* [Liste des tâches]:
a: D'après le texte sur le financement des restaurants gastronomiques, qui se montre de plus en plus réticent à financer ces projets ?
b: Poursuivez le texte sur le financement des restaurants gastronomiques à partir de sa dernière phrase.

* [Texte à lire]:
Comment financer son restaurant surtout quand il est gastronomique ?

En partant de zéro, il est de plus en plus difficile de convaincre les marchés financiers pour ouvrir et lancer son restaurant surtout quand il est sur le secteur du haut de gamme. Plus prudents, les banquiers ou sociétés spécialisées en haut de bilan sont de plus en plus réticents.

Décryptage d’une situation et solution pour trouver des solutions.

Depuis maintenant une dizaine d’année, j’accompagne au sein de nos activités de conseil, de futurs entrepreneurs qui avant de travailler doivent convaincre, et d’autres déjà patrons de leur entreprise qui sont dans des cycles de 5 à 10 ans et réfléchissent à leur prochaine étape de développement. A chaque année qui se succède, les projets sont plus difficiles à défendre et demandent une analyse très fine du marché pour que les organismes prêtent de l’argent.

* [Enregistrements extraits]:
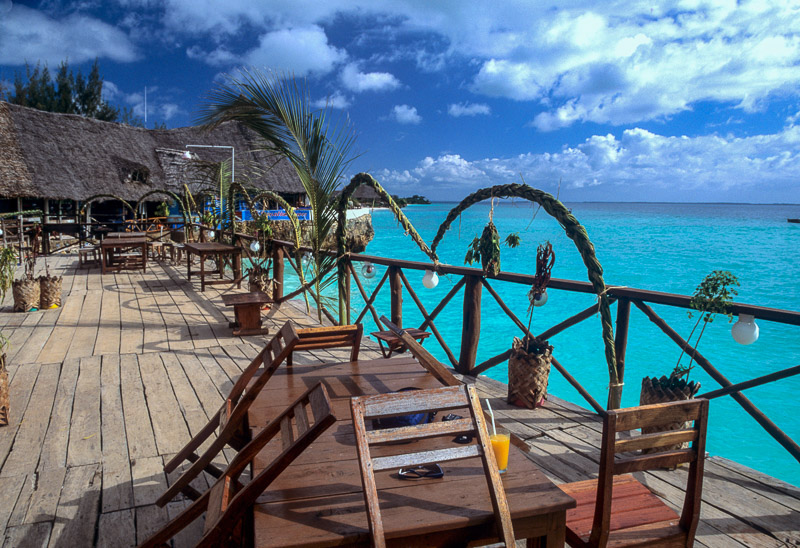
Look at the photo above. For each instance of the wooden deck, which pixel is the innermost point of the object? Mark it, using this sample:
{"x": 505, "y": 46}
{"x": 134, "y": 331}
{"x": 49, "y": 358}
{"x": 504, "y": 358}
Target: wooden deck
{"x": 107, "y": 388}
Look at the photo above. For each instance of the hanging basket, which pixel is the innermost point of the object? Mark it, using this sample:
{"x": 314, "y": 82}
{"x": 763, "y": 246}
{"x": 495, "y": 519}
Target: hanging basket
{"x": 26, "y": 294}
{"x": 5, "y": 404}
{"x": 664, "y": 390}
{"x": 528, "y": 373}
{"x": 50, "y": 289}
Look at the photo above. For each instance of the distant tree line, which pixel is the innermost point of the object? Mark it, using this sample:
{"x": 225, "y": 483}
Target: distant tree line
{"x": 68, "y": 93}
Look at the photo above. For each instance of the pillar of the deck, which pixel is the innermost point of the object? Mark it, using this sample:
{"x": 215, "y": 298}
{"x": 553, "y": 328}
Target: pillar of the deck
{"x": 471, "y": 327}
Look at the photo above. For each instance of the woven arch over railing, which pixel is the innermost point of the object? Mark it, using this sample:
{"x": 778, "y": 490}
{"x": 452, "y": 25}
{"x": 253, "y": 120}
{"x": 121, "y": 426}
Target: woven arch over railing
{"x": 576, "y": 232}
{"x": 341, "y": 229}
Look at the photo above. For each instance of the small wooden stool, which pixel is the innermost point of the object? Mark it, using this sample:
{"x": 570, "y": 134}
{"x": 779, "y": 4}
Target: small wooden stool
{"x": 247, "y": 311}
{"x": 87, "y": 256}
{"x": 393, "y": 343}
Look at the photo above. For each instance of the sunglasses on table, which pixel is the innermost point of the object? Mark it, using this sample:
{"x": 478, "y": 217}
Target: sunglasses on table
{"x": 431, "y": 471}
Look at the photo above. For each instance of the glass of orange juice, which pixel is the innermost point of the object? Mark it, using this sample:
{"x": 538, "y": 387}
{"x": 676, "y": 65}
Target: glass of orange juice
{"x": 500, "y": 443}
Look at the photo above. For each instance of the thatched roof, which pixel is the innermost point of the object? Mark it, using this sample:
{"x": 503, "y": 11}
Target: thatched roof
{"x": 48, "y": 155}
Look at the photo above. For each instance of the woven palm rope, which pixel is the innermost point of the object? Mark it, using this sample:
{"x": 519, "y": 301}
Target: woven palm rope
{"x": 4, "y": 400}
{"x": 26, "y": 294}
{"x": 528, "y": 374}
{"x": 576, "y": 232}
{"x": 341, "y": 229}
{"x": 50, "y": 291}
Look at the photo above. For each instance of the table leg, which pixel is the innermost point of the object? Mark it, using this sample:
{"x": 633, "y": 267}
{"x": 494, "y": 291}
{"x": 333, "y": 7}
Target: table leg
{"x": 202, "y": 271}
{"x": 237, "y": 269}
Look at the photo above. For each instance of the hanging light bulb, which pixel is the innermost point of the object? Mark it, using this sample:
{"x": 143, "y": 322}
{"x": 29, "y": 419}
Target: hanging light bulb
{"x": 368, "y": 270}
{"x": 745, "y": 330}
{"x": 430, "y": 279}
{"x": 540, "y": 300}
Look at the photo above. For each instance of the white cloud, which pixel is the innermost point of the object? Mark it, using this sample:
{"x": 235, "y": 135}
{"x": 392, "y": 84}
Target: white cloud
{"x": 405, "y": 114}
{"x": 355, "y": 80}
{"x": 468, "y": 109}
{"x": 338, "y": 101}
{"x": 636, "y": 165}
{"x": 301, "y": 51}
{"x": 30, "y": 35}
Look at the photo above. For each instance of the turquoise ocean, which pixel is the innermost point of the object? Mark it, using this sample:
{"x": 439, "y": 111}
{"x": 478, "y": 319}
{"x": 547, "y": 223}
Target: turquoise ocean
{"x": 658, "y": 246}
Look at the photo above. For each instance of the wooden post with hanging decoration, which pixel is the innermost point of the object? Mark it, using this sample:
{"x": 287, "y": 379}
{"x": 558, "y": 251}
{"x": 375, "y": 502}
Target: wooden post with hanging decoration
{"x": 471, "y": 327}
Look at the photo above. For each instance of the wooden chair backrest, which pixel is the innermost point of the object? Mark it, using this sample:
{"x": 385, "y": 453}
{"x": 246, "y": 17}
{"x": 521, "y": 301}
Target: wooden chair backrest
{"x": 424, "y": 357}
{"x": 420, "y": 401}
{"x": 228, "y": 499}
{"x": 337, "y": 336}
{"x": 297, "y": 427}
{"x": 660, "y": 455}
{"x": 230, "y": 419}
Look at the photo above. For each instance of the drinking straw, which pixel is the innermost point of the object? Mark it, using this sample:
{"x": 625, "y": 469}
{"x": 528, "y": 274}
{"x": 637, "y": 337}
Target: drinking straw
{"x": 491, "y": 414}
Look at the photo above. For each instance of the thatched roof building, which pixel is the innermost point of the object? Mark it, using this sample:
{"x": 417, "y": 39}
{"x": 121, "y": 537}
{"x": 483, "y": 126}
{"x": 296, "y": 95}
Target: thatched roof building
{"x": 64, "y": 156}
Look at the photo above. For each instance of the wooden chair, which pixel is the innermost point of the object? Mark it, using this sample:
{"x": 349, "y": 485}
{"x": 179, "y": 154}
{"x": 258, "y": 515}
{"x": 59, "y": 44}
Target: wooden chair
{"x": 227, "y": 502}
{"x": 231, "y": 418}
{"x": 317, "y": 338}
{"x": 424, "y": 357}
{"x": 620, "y": 511}
{"x": 420, "y": 401}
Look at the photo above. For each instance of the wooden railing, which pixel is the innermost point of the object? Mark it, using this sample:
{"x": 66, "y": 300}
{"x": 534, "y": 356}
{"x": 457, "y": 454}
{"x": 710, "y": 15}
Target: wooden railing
{"x": 474, "y": 282}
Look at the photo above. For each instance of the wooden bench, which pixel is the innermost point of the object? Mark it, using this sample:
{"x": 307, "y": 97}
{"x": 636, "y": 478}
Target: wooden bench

* [Réponses fournies]:
a: Les banquiers ou les sociétés spécialisées en haut de bilan.

b:
L’embuche n°1 : les messages subliminaux des guides gastronomiques :

A force de ne récompenser que les maisons qui servent très peu de couverts, et qui doivent réduire la voilure du nombre de services pour monter en gamme, les banques à ce jour sont très réticentes sur une stratégie qui serait basée uniquement sur une montée en gamme. Dans certaines régions, certains banquiers refusent même le dossier dès lors que l’on évoque des CV de chefs ayant travaillé uniquement dans des étoilés Michelin et voulant lancer leur propre restaurant gastronomique. Pas assez de volume, prix trop élevé, le risque de la perte du positionnement avec l’étoile devenue éphémère… Un business plan sur 5 ans est plus difficile à défendre.

Nous sommes tellement sur un marché tendu que maintenant un chef qui garde ses étoiles est plus félicité qu’un chef qui vient d’en gagner. Evidemment, c’est une évidence cela à une conséquence sur la confiance du marché et ses emplois.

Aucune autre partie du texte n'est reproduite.